> _GOAL OF THE EXERCISE_:
Search the entries below for the word "powdered", then copy each line in which it is found.

===== DATA SUPPLIED =====

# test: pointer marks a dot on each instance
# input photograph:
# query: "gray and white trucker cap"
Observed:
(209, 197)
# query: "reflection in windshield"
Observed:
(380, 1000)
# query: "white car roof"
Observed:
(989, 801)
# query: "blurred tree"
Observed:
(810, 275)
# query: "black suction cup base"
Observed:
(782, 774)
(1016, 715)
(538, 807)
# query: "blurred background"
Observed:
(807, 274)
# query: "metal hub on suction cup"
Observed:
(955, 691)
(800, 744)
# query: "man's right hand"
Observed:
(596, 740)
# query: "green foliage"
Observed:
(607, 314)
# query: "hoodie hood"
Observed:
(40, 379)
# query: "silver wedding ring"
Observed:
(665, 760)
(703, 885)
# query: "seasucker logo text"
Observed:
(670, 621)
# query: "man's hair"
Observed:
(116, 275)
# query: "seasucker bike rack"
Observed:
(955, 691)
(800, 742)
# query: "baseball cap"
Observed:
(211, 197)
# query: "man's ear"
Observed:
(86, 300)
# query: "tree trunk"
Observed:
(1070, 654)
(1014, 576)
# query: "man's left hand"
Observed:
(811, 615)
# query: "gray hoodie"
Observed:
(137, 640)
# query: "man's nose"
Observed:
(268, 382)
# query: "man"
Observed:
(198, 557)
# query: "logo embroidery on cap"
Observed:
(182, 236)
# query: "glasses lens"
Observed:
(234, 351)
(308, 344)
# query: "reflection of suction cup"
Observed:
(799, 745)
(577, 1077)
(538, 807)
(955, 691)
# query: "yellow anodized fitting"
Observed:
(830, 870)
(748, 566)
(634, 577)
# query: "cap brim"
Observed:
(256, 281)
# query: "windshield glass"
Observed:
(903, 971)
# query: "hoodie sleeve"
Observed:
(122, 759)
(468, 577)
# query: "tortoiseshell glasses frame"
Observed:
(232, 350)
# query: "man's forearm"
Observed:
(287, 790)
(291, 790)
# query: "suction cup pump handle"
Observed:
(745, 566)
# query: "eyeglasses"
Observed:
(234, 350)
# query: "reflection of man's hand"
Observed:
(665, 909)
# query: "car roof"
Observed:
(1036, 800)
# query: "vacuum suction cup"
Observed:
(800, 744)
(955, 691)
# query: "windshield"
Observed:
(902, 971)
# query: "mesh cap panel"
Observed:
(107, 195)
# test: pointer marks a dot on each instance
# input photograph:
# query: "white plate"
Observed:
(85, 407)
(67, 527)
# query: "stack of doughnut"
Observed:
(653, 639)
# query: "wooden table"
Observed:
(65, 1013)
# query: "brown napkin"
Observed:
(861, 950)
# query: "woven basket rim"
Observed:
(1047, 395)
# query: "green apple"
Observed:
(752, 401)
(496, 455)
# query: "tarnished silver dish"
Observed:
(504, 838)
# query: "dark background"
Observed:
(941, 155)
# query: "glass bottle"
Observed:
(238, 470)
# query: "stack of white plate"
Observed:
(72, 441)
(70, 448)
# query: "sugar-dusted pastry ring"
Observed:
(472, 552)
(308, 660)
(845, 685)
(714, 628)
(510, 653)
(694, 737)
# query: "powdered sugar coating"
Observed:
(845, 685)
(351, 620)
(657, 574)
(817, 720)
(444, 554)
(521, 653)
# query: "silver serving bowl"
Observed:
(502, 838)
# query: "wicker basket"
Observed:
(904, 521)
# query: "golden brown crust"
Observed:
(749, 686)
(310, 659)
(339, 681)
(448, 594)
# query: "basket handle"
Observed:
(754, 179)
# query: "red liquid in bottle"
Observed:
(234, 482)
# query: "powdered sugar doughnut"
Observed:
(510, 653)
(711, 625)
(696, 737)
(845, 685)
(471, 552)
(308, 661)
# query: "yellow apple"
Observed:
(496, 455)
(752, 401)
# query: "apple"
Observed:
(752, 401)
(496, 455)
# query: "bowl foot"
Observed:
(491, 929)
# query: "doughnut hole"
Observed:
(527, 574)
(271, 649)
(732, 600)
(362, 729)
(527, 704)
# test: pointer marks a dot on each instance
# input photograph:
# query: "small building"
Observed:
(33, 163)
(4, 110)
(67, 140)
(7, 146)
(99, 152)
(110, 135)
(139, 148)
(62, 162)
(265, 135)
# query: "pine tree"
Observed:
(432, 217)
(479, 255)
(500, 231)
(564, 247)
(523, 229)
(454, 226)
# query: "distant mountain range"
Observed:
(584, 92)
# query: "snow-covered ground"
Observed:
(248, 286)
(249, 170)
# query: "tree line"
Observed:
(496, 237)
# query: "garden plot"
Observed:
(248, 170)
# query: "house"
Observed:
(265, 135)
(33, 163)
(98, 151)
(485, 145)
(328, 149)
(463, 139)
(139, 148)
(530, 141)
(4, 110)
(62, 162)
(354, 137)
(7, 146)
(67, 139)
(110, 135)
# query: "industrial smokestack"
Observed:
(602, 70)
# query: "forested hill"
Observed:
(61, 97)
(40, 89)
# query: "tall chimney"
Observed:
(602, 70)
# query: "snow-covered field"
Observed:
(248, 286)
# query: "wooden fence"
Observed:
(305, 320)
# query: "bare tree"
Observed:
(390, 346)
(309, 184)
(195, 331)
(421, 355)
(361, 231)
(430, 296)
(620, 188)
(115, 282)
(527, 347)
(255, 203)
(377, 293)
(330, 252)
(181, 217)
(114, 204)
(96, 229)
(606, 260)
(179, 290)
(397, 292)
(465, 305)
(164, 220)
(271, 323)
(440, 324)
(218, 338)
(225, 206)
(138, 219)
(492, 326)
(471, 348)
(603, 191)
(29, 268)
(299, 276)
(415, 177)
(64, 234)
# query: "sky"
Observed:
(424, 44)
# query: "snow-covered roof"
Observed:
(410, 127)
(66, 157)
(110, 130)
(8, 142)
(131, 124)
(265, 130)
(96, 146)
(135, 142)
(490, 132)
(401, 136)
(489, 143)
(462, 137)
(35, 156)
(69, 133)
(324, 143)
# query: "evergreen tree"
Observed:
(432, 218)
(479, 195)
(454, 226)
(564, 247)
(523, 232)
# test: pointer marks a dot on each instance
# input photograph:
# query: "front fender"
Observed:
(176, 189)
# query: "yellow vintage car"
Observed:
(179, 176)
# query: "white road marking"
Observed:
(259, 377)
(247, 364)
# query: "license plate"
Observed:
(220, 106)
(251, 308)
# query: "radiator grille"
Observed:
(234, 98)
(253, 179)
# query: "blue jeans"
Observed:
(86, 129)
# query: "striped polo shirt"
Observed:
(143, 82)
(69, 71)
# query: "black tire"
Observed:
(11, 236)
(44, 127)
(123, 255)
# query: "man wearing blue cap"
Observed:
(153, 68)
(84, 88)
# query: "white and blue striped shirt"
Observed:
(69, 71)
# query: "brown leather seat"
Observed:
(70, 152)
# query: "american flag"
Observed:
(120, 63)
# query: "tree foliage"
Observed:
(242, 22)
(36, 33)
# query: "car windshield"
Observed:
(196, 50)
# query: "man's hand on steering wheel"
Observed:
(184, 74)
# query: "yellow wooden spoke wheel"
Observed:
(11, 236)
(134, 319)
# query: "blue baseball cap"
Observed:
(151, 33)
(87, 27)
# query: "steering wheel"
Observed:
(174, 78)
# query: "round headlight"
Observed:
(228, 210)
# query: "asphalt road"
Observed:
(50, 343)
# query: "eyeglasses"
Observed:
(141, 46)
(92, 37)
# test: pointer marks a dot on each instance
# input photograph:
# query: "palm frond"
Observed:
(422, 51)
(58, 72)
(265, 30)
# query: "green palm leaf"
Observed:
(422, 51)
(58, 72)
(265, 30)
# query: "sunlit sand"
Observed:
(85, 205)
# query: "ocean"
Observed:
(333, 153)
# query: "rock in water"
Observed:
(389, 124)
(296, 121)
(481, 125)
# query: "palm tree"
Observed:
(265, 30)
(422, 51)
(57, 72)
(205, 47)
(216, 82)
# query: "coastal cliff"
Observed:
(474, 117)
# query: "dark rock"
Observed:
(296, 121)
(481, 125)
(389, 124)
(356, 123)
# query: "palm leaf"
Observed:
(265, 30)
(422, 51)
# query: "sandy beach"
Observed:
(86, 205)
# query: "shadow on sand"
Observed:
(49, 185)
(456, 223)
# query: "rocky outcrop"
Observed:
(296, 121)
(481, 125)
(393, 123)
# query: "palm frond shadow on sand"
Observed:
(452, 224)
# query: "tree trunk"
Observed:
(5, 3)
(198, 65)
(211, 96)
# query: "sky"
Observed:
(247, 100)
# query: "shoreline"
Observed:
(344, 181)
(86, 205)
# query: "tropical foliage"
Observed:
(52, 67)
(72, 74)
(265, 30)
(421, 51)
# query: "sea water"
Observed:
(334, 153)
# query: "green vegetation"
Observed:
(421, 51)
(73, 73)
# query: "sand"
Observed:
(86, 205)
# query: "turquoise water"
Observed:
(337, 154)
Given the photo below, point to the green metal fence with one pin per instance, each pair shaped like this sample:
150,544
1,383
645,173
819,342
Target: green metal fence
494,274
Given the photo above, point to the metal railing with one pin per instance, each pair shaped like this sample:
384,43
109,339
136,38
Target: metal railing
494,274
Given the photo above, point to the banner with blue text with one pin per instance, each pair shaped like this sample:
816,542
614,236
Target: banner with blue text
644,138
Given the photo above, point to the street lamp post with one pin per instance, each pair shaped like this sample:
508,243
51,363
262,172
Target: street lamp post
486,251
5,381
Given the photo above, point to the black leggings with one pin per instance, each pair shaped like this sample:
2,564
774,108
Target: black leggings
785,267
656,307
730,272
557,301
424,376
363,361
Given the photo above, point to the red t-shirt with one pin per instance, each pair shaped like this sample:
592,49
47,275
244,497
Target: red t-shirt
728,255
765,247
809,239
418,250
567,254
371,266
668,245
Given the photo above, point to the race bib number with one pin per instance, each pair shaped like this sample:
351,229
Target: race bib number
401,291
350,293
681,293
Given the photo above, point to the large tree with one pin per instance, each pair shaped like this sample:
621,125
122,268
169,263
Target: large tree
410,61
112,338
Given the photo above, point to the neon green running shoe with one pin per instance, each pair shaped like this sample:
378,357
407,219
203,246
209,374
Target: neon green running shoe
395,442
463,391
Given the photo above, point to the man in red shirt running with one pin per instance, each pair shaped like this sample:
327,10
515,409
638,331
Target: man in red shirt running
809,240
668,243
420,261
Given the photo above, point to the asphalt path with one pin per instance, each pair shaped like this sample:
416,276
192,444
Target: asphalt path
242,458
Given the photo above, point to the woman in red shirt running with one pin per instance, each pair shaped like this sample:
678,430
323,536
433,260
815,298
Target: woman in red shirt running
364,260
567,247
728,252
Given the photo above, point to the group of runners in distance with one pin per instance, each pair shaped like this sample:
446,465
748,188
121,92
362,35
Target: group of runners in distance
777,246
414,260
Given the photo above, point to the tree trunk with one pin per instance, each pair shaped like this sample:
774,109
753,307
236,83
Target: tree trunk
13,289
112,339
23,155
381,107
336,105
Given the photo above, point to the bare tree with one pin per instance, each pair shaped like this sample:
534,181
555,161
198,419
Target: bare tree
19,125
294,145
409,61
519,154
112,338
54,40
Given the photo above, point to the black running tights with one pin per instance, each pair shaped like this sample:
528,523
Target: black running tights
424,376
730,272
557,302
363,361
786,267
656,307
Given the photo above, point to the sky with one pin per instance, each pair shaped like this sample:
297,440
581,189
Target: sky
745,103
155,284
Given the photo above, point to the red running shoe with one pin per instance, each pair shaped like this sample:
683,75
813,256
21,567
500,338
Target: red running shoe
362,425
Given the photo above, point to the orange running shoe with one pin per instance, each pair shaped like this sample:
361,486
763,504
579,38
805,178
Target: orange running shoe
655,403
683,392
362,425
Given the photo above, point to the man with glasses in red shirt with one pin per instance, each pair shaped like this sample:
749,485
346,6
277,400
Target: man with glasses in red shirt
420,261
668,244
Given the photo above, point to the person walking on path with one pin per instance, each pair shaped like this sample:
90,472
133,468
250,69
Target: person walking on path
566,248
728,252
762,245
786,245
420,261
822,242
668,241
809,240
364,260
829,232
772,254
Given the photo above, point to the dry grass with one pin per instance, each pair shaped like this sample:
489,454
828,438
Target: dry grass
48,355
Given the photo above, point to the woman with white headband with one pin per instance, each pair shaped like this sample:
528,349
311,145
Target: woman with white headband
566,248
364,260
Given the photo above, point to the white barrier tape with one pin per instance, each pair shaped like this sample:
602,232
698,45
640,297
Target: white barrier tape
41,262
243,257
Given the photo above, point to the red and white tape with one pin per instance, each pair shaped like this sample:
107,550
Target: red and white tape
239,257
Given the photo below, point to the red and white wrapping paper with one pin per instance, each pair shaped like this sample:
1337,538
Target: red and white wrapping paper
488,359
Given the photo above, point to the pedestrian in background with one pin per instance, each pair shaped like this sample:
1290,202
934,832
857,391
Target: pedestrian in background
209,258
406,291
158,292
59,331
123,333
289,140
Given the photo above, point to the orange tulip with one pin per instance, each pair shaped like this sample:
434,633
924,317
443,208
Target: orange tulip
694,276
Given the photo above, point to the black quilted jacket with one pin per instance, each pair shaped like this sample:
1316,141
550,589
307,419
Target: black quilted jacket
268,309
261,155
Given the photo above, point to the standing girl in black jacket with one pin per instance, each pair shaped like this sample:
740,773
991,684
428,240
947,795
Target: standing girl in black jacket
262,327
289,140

=====

> _REPLY_:
# query: "powdered sugar coating"
# query: "powdered sugar doughnut"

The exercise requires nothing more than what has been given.